**Exercise input**
· · · ·

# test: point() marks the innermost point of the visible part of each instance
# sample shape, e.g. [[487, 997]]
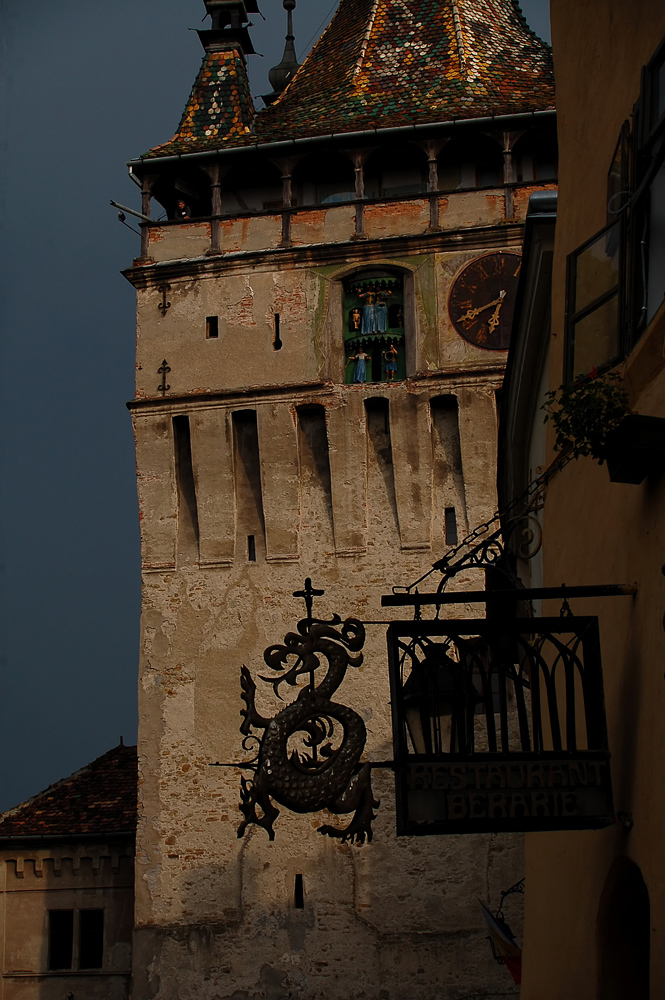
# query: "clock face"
[[482, 300]]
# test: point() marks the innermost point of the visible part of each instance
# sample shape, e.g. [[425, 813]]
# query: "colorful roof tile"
[[220, 109], [98, 799], [389, 63]]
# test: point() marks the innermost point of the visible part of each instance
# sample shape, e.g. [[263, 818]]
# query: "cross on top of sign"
[[308, 594]]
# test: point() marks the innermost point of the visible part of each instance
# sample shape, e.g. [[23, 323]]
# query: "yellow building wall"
[[602, 532]]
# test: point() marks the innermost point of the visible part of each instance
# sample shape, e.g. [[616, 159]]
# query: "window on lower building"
[[91, 939], [62, 925], [60, 939]]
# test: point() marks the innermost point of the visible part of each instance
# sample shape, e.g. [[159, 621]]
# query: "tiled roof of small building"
[[98, 799], [389, 63], [220, 109]]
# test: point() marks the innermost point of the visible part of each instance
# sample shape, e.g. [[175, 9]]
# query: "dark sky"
[[85, 86]]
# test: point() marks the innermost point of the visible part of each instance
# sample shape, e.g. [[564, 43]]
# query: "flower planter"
[[636, 449]]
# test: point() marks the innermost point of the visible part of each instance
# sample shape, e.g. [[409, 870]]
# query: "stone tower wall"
[[347, 485]]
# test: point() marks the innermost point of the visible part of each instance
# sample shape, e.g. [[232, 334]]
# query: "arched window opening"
[[252, 185], [395, 171], [184, 193], [324, 179], [623, 934], [374, 343], [470, 162], [536, 155]]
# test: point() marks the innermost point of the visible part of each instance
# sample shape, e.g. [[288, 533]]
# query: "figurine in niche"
[[381, 307], [368, 324], [360, 371], [391, 362], [375, 309], [396, 316], [355, 320]]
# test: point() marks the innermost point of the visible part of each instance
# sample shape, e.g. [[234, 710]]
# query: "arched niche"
[[377, 325], [395, 171], [252, 184], [324, 178], [535, 155], [623, 935], [184, 192], [470, 161]]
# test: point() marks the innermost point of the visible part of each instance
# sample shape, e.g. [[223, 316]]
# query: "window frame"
[[574, 316]]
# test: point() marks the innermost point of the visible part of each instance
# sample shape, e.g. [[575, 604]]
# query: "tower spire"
[[280, 75]]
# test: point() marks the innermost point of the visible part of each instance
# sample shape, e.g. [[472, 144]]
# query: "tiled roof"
[[98, 799], [220, 107], [388, 63]]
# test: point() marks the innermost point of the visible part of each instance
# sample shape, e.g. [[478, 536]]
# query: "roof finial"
[[281, 74]]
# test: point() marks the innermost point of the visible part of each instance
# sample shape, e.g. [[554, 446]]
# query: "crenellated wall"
[[72, 876]]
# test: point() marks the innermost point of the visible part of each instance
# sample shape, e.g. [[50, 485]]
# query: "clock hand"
[[472, 313], [493, 321]]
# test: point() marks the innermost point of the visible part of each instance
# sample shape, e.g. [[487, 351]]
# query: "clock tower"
[[323, 317]]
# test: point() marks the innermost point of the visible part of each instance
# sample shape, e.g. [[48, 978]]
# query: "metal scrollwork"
[[309, 753]]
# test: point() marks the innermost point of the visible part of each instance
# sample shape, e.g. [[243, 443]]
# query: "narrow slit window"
[[450, 526], [299, 894], [60, 939], [91, 939]]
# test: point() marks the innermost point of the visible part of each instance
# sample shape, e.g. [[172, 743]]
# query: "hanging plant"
[[585, 412]]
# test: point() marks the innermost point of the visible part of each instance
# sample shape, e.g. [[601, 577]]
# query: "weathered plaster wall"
[[347, 485]]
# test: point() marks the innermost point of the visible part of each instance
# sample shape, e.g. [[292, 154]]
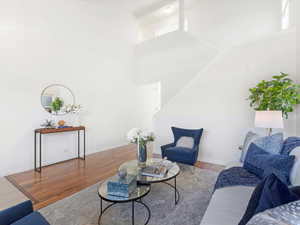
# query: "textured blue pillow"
[[270, 193], [290, 144], [262, 163], [272, 144]]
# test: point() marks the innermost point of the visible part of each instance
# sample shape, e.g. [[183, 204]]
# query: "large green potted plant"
[[279, 94]]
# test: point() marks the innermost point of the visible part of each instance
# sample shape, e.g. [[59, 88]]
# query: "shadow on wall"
[[216, 99]]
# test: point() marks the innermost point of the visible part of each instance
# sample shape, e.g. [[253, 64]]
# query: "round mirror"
[[56, 98]]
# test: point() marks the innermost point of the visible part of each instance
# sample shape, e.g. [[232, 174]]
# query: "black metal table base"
[[102, 211], [38, 168], [177, 194]]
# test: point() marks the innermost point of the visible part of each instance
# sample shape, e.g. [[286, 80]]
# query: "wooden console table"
[[43, 131]]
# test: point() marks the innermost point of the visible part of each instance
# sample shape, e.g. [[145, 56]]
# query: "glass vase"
[[142, 155]]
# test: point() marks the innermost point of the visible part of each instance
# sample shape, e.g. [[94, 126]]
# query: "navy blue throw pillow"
[[270, 193], [262, 163]]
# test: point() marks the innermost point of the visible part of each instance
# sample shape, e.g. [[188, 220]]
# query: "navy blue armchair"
[[181, 154], [22, 214]]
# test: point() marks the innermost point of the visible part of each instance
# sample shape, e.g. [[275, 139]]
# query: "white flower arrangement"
[[136, 135], [72, 108]]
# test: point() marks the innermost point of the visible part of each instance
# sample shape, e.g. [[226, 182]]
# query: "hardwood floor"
[[64, 179]]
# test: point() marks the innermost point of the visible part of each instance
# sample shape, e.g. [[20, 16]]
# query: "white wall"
[[225, 23], [86, 45], [296, 21], [216, 99], [213, 25]]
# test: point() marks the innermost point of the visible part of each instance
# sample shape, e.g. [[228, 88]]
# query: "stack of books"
[[158, 171], [121, 187]]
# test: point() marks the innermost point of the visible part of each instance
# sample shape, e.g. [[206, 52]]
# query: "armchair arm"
[[164, 147], [15, 213]]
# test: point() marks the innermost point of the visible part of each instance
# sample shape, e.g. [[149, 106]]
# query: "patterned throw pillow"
[[262, 163], [272, 144], [288, 214], [185, 142], [250, 138]]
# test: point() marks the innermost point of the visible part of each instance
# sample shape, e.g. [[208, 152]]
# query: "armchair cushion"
[[34, 218], [185, 142], [193, 133], [15, 213], [182, 155]]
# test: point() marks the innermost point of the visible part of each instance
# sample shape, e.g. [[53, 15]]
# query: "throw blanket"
[[236, 176], [290, 144]]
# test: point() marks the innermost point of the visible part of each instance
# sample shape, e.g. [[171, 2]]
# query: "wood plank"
[[64, 179]]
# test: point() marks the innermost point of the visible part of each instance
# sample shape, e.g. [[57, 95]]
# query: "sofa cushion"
[[227, 206], [34, 218], [262, 163], [288, 214], [270, 193], [236, 176]]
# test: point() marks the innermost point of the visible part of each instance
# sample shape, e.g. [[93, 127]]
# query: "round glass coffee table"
[[132, 168], [135, 197]]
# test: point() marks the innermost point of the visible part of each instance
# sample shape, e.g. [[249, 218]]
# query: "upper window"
[[160, 19], [286, 14]]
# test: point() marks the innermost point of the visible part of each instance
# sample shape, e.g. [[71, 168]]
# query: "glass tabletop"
[[132, 168], [138, 193]]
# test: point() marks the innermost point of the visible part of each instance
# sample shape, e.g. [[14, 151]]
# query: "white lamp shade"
[[269, 119]]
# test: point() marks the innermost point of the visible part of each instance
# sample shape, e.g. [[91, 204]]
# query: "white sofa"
[[229, 204]]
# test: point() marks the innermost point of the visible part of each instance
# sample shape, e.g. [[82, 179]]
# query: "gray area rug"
[[195, 186]]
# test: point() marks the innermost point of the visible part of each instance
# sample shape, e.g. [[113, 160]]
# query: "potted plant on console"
[[273, 100]]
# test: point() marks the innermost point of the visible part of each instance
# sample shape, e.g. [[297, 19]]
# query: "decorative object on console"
[[141, 138], [61, 123], [262, 163], [48, 124], [182, 154], [121, 187], [122, 173], [270, 193], [56, 97], [56, 105], [75, 111], [269, 120], [279, 94]]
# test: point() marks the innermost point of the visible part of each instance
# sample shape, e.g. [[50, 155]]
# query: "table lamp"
[[269, 120]]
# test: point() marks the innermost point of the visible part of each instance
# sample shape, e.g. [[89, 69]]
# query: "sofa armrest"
[[15, 213], [296, 190]]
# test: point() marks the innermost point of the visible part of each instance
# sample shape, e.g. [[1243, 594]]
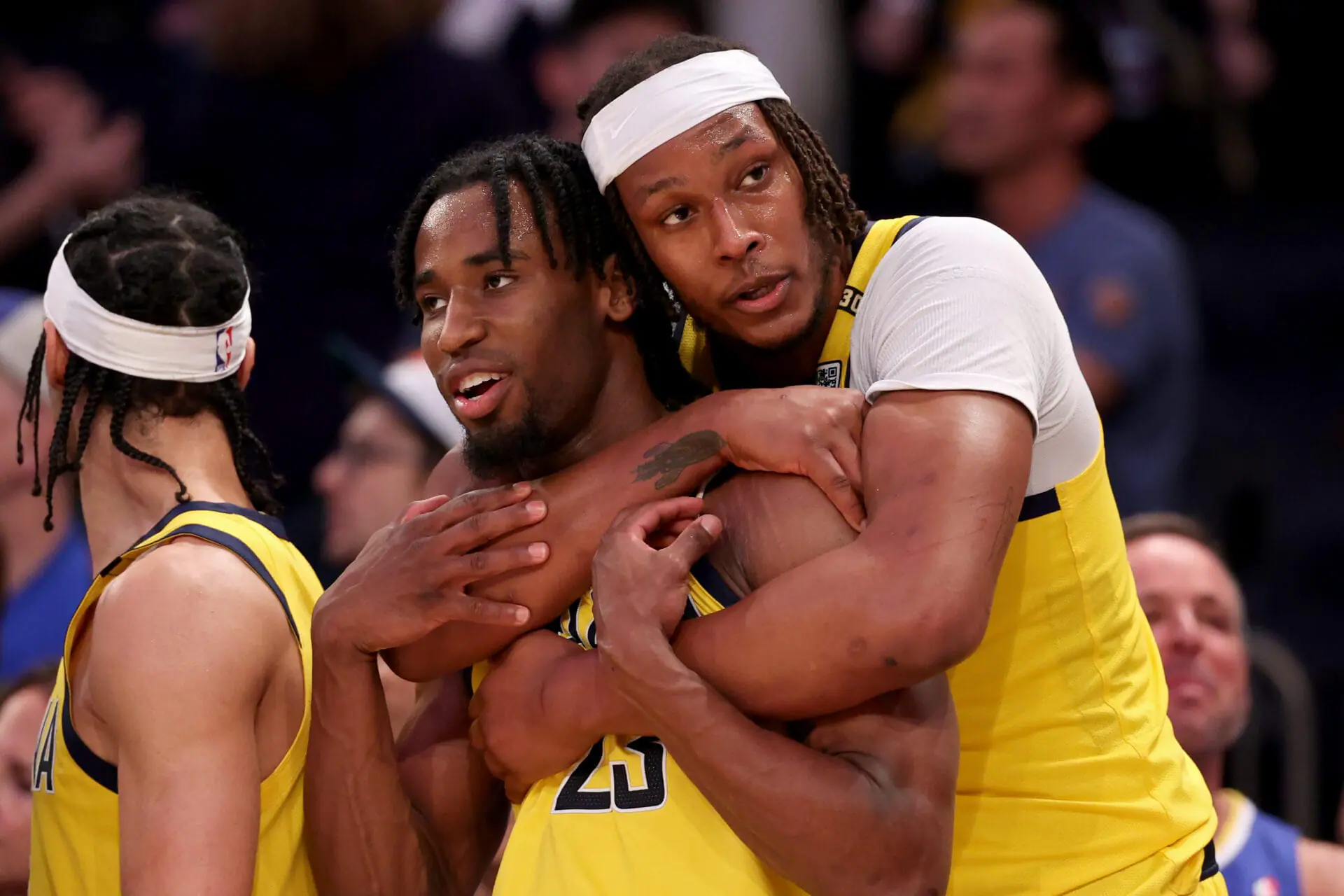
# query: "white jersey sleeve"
[[958, 304]]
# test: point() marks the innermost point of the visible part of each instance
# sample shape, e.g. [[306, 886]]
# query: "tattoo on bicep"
[[667, 460]]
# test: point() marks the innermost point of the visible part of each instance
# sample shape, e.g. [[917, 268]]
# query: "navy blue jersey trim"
[[99, 769], [714, 583], [1041, 504], [248, 556]]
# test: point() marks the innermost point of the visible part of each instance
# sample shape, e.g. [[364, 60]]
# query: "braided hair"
[[162, 261], [566, 203], [831, 213]]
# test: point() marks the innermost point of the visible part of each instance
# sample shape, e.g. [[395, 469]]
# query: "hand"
[[523, 738], [412, 575], [638, 589], [804, 430]]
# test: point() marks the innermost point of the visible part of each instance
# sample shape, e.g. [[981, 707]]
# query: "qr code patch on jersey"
[[828, 374]]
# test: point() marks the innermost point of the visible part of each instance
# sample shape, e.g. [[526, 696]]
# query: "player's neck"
[[122, 498], [624, 406], [23, 543], [1030, 199]]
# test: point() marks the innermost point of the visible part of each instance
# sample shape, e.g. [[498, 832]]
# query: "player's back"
[[76, 825]]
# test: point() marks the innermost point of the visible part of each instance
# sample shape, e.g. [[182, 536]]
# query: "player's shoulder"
[[1320, 865], [191, 586], [773, 523]]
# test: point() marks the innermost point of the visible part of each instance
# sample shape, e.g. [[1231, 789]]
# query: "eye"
[[756, 175], [678, 216]]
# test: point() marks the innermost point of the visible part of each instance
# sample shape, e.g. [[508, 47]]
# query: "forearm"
[[672, 457], [362, 828], [828, 824]]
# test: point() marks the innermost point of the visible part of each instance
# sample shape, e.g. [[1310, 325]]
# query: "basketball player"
[[1195, 608], [992, 547], [171, 752], [512, 270]]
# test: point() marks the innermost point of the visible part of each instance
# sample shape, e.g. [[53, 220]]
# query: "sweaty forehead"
[[464, 223], [701, 148]]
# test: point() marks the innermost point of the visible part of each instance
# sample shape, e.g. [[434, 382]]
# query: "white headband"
[[670, 104], [182, 354]]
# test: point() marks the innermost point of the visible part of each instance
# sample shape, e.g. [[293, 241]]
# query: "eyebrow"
[[492, 257]]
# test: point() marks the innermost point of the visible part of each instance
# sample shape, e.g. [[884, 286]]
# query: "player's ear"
[[617, 296], [55, 358], [249, 362]]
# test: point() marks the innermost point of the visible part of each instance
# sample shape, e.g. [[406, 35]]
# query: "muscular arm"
[[419, 818], [944, 480], [808, 430], [185, 645], [866, 805]]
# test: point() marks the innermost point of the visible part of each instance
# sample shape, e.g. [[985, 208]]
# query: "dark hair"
[[1147, 524], [1078, 52], [585, 14], [162, 261], [831, 210], [558, 183]]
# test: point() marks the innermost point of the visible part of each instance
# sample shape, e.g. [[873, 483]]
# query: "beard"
[[508, 453]]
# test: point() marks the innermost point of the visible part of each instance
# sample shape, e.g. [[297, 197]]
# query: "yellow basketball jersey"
[[626, 820], [76, 843], [1070, 777]]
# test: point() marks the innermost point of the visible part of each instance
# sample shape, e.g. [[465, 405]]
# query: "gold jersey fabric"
[[76, 843], [1070, 777], [626, 820]]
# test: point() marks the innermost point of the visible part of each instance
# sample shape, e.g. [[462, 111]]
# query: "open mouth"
[[479, 394], [765, 298]]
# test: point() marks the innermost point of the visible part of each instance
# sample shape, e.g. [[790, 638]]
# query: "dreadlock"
[[831, 213], [566, 203], [160, 261]]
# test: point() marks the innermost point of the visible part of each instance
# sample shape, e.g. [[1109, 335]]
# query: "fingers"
[[647, 519], [486, 527], [465, 608], [695, 540], [831, 477]]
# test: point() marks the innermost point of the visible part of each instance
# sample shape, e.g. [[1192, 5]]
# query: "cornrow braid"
[[160, 261], [830, 211], [566, 203]]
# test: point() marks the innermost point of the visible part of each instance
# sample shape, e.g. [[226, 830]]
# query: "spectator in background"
[[387, 447], [59, 156], [311, 128], [22, 708], [594, 35], [1027, 90], [1195, 609], [46, 574]]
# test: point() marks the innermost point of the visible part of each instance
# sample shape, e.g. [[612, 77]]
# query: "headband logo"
[[223, 348]]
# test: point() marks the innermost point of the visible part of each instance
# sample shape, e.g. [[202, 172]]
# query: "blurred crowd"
[[1161, 162]]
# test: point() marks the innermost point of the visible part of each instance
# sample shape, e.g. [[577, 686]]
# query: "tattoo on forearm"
[[667, 460], [1007, 523]]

· · · ·

**The task**
Could you write out the rows again from the first one through the line containing "[[220, 109], [98, 799], [389, 63]]", offsetting every answer coordinate by 4 and leaving out the pictures?

**Worked solution**
# test: point() marks the innermost point of the visible part of each instance
# sample shape, e.g. [[487, 997]]
# query: "clock face"
[[486, 304]]
# test: point() marks the innermost point of the visible part of each instance
# sample shape, e.g. [[425, 813]]
# query: "colorful roof tile"
[[224, 113], [102, 803], [393, 67]]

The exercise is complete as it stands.